What you need to do: Starting with the line that holds "Give the outline of every instance of the <item>man", copy out each remaining line of the listing below, up to and including the last one, and include nothing else.

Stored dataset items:
>> begin
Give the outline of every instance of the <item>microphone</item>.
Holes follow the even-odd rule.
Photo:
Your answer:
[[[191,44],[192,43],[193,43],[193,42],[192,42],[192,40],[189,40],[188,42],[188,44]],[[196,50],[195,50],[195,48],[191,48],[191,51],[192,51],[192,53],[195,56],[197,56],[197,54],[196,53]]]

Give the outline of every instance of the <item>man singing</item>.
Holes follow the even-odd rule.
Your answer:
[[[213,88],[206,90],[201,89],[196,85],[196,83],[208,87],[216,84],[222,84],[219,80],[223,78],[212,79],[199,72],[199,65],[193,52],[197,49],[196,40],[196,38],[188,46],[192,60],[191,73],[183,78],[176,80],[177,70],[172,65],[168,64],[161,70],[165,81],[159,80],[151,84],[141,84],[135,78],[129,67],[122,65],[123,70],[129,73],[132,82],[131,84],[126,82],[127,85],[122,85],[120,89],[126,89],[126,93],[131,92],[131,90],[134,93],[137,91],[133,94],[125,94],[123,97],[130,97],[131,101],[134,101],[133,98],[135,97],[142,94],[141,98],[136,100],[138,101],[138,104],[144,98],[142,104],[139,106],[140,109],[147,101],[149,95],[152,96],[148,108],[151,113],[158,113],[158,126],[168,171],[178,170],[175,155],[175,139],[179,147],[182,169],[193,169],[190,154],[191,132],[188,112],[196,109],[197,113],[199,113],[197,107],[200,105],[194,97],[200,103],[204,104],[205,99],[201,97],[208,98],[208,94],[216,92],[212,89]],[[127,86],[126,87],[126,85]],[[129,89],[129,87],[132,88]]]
>> end
Correct output:
Give the outline of every instance of the <item>man singing</item>.
Holes follow the even-odd rule.
Your answer:
[[[213,88],[206,90],[201,89],[196,85],[196,83],[208,87],[216,84],[222,84],[219,80],[223,78],[212,79],[199,72],[199,65],[193,52],[197,49],[196,40],[196,38],[188,46],[192,60],[191,73],[183,78],[176,80],[177,70],[172,65],[168,64],[161,70],[165,81],[159,80],[151,84],[141,84],[135,78],[129,67],[122,65],[123,70],[129,73],[132,82],[131,84],[126,82],[127,85],[122,85],[120,89],[126,89],[126,93],[131,92],[131,90],[134,93],[137,91],[133,94],[125,94],[123,97],[130,97],[131,101],[134,101],[133,98],[135,97],[142,94],[141,98],[136,100],[138,101],[138,104],[144,98],[142,104],[139,106],[140,109],[147,101],[149,95],[152,96],[148,108],[151,113],[158,113],[158,126],[168,171],[178,170],[175,155],[175,139],[179,147],[182,169],[193,169],[190,154],[191,132],[188,112],[196,109],[197,113],[199,113],[197,107],[200,105],[194,97],[200,103],[204,104],[205,99],[201,97],[208,98],[208,94],[216,92],[212,89]],[[127,86],[126,87],[126,85]],[[129,89],[129,87],[132,88]]]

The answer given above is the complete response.